» **Compito assegnato**: Riporta il passo del testo sui limiti della classe politica che parte dalle parole "Sui limiti della" e si chiude dopo "Ma di autostima.", sostituendo "autostima" con "coraggio".

» **Testo citato**:
□ □ □ □ □ □ □

Era agosto, invece, quando un assessore del Pd di Cardinale, in provincia di Catanzaro, pronunciò un bel sì di petto per l’intitolazione di una strada di quel paese a Pino Rauti. L’assessore parlò di “leggerezza” e non riuscì a capire il problema neanche mentre si giustificava: “L’amministrazione – disse infatti ai giornali – nel titolare alcune strade del nuovo quartiere di Cardinale, ha voluto omaggiare le figure di statisti e di capi di Stato. E così accanto a Pertini, De Gasperi, Moro, papa Giovanni, si è aggiunto il nome di Rauti, nato proprio a Cardinale”. Cioè ha detto: poiché c’erano statisti come Pertini e Papa Giovanni allora c’era anche Rauti. Tra le bonus track può infine essere ricordato che non ha mai presentato le dimissioni il presidente di circoscrizione di Firenze che – come il “sindaco-eroe” Sergio Pirozzi e il segretario della Lega Matteo Salvini – trovò il modo di tessere le lodi della grande operosità di Benito Mussolini.
Sui limiti della democrazia rappresentativa si è già soffermato chi ha avuto problemi un po’ più seri di questi. Un po’ meno proibitivo è chiedersi dei limiti della classe politica che si sta formando nella presunta Terza Repubblica, dal piccolo Comune al Parlamento. Limiti non più solo di competenza, non più solo di onorabilità e non più solo di buon senso. Ma di autostima.

□ □ □ □ □ □ □

» **Dati**:
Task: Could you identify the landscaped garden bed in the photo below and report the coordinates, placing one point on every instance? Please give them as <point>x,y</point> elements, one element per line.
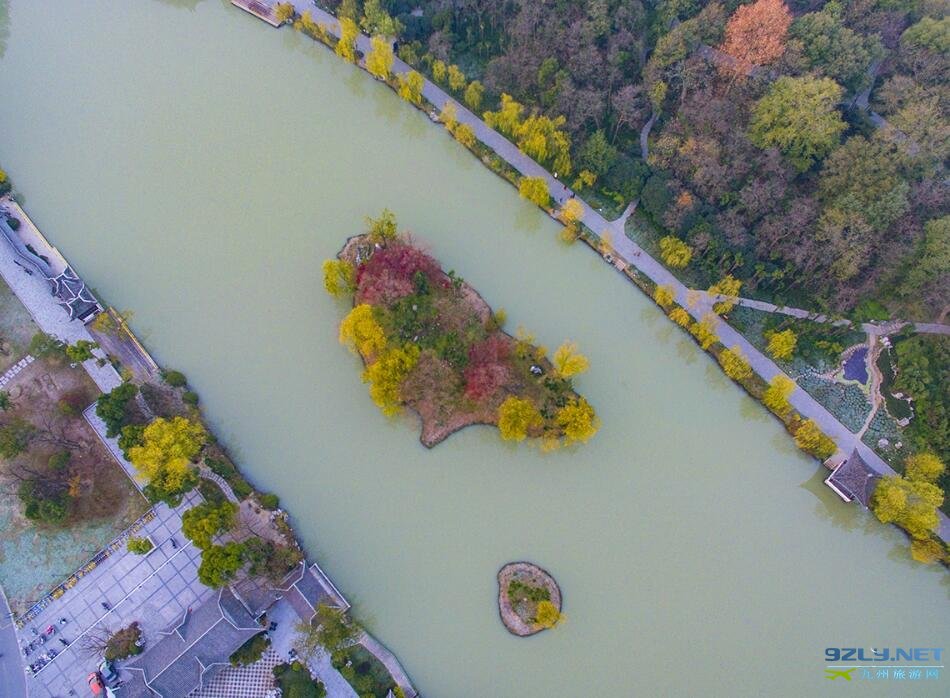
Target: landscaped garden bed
<point>529,600</point>
<point>429,342</point>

□ □ □ □ □ □ □

» **Risultato atteso**:
Sui limiti della democrazia rappresentativa si è già soffermato chi ha avuto problemi un po’ più seri di questi. Un po’ meno proibitivo è chiedersi dei limiti della classe politica che si sta formando nella presunta Terza Repubblica, dal piccolo Comune al Parlamento. Limiti non più solo di competenza, non più solo di onorabilità e non più solo di buon senso. Ma di coraggio.